■ **AIM 1**
Rewrite the passage of the Pandas statistical tests guide from "Statistical tests are" to "exploratory data analysis.", putting "significance testing" in place of "hypothesis testing".
■ **AIM 2**
In the Pandas statistical tests guide, which method does the table name for the Kolmogorov-Smirnov test?
■ **AIM 3**
Continue the Pandas statistical tests guide from the point where it stops.

Skip to main content

Pandas: Statistical Tests

Pandas: Statistical Tests

Statistical tests are essential for validating hypotheses and uncovering patterns in data, critical for data analysis and machine learning. While Pandas itself does not directly implement statistical tests, it integrates seamlessly with libraries like SciPy and Statsmodels, leveraging NumPy Array Operations for efficient data preparation. This guide explores Pandas Statistical Tests, focusing on how Pandas facilitates common statistical tests (e.g., t-tests, ANOVA, chi-square) through data manipulation and integration with external libraries, with applications in hypothesis testing and exploratory data analysis.


01. Why Use Statistical Tests with Pandas?

Statistical tests help quantify relationships, differences, or dependencies in data, enabling data-driven decisions. Pandas excels at preparing and structuring data for these tests, using its DataFrame and Series objects to handle grouping, filtering, and aggregation efficiently. By combining Pandas with SciPy or Statsmodels, users can perform tests like t-tests for comparing means, ANOVA for group differences, or chi-square for categorical associations. These tools are vital for validating assumptions, selecting features, and ensuring robust machine learning or statistical models.

Example: Basic T-Test with Pandas and SciPy

import pandas as pd
import numpy as np
from scipy.stats import ttest_ind

# Create a sample DataFrame
df = pd.DataFrame({
    'Group': ['A', 'A', 'A', 'B', 'B', 'B'],
    'Value': [10, 12, 11, 15, 14, 16]
})

# Group data by 'Group'
group_a = df[df['Group'] == 'A']['Value']
group_b = df[df['Group'] == 'B']['Value']

# Perform t-test
t_stat, p_value = ttest_ind(group_a, group_b)

print("T-statistic:", t_stat)
print("P-value:", p_value)

Output:

T-statistic: -4.024922359499621
P-value: 0.016076553465799472

Explanation:

  • Pandas - Filters data by Group to create subsets for testing.
  • ttest_ind - Compares means of two independent groups, with a low p-value (<0.05) suggesting significant difference.

02. Key Statistical Tests with Pandas

Pandas facilitates statistical tests by preparing data for libraries like SciPy and Statsmodels, which perform the computations. These tests leverage NumPy’s efficiency for handling numerical operations. The table below summarizes key statistical tests, their integration with Pandas, and their applications:

Test Method (SciPy/Statsmodels) Pandas Role Use Case
T-Test scipy.stats.ttest_ind Group and filter data Compare means of two groups
ANOVA scipy.stats.f_oneway Group data by categories Compare means across multiple groups
Chi-Square scipy.stats.chi2_contingency Create contingency tables Test categorical associations
Kolmogorov-Smirnov scipy.stats.ks_2samp Extract sample distributions Compare distributions
Regression Analysis statsmodels.formula.api.ols Prepare feature and target data Model relationships


2.1 T-Test for Comparing Means

Example: Independent T-Test

import pandas as pd
import numpy as np
from scipy.stats import ttest_ind

# Create a DataFrame
df = pd.DataFrame({
    'Treatment': ['Control', 'Control', 'Control', 'Test', 'Test', 'Test'],
    'Score': [80, 85, 82, 90, 88, 92]
})

■ **DATA SECTION**
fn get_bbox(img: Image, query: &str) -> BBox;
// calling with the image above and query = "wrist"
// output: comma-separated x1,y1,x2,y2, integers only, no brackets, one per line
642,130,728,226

■ **EXERCISE RESULT 1**
Statistical tests are essential for validating hypotheses and uncovering patterns in data, critical for data analysis and machine learning. While Pandas itself does not directly implement statistical tests, it integrates seamlessly with libraries like SciPy and Statsmodels, leveraging NumPy Array Operations for efficient data preparation. This guide explores Pandas Statistical Tests, focusing on how Pandas facilitates common statistical tests (e.g., t-tests, ANOVA, chi-square) through data manipulation and integration with external libraries, with applications in significance testing and exploratory data analysis.

■ **EXERCISE RESULT 2**
scipy.stats.ks_2samp

■ **EXERCISE RESULT 3**
# Extract groups
control = df[df['Treatment'] == 'Control']['Score']
test = df[df['Treatment'] == 'Test']['Score']

# Perform t-test
t_stat, p_value = ttest_ind(control, test)

print("T-statistic:", t_stat)
print("P-value:", p_value)

Output:

T-statistic: -3.8729833462074166
P-value: 0.017599604431684243

Explanation:

  • Pandas - Filters Score by Treatment to create two groups.
  • ttest_ind - Tests if group means differ significantly (p < 0.05 indicates a difference).

2.2 ANOVA for Multiple Groups

Example: One-Way ANOVA

import pandas as pd
import numpy as np
from scipy.stats import f_oneway

# Create a DataFrame
df = pd.DataFrame({
    'Group': ['A', 'A', 'A', 'B', 'B', 'B', 'C', 'C', 'C'],
    'Value': [10, 12, 11, 15, 14, 16, 20, 22, 21]
})

# Group data
groups = [df[df['Group'] == g]['Value'] for g in df['Group'].unique()]

# Perform ANOVA
f_stat, p_value = f_oneway(*groups)

print("F-statistic:", f_stat)
print("P-value:", p_value)

Output:

F-statistic: 24.84210526315789
P-value: 0.0006146912299233625

Explanation:

  • Pandas - Groups Value by Group using a list comprehension.
  • f_oneway - Tests if means differ across multiple groups (low p-value suggests significant differences).

2.3 Chi-Square Test for Categorical Data

Example: Chi-Square Test

import pandas as pd
from scipy.stats import chi2_contingency

# Create a DataFrame
df = pd.DataFrame({
    'Gender': ['M', 'M', 'F', 'F', 'M', 'F'],
    'Preference': ['Yes', 'No', 'Yes', 'No', 'Yes', 'No']
})

# Create contingency table
contingency_table = pd.crosstab(df['Gender'], df['Preference'])

# Perform chi-square test
chi2, p_value, dof, expected = chi2_contingency(contingency_table)

print("Contingency table:\n", contingency_table)
print("\nChi-square statistic:", chi2)
print("P-value:", p_value)

Output:

Contingency table:
Preference  No  Yes
Gender             
F            2    1
M            1    2

Chi-square statistic: 0.6666666666666666
P-value: 0.4142161783088176

Explanation:

  • Pandas - Uses crosstab to create a contingency table.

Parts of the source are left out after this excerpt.